What this task involves: Repeat the data exactly, please.

(Saved entries)
------------------------------------
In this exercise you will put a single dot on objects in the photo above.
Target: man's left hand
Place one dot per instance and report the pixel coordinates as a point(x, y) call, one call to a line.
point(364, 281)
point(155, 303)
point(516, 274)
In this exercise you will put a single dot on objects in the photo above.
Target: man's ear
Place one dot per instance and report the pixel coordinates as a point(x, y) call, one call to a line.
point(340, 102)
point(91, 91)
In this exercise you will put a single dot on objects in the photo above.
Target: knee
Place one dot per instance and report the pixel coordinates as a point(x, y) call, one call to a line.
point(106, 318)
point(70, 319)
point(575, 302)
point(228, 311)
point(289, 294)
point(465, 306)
------------------------------------
Task result:
In this exercise you will put a single dot on objects in the photo above.
Target: man's left hand
Place one dot per instance and report the pixel coordinates as a point(x, y) call, one call to a line.
point(364, 281)
point(155, 303)
point(516, 274)
In this exercise you will put a single dot on objects in the photo above.
Target: man's ear
Place one dot per instance and report the pixel coordinates as a point(x, y) call, one call to a line.
point(340, 102)
point(91, 91)
In this exercise you will put a single dot on objects in the photo above.
Target: knee
Place one dot per instance and report the pixel coordinates as a point(x, y) call, one call to a line.
point(106, 318)
point(70, 319)
point(575, 302)
point(228, 311)
point(289, 294)
point(465, 306)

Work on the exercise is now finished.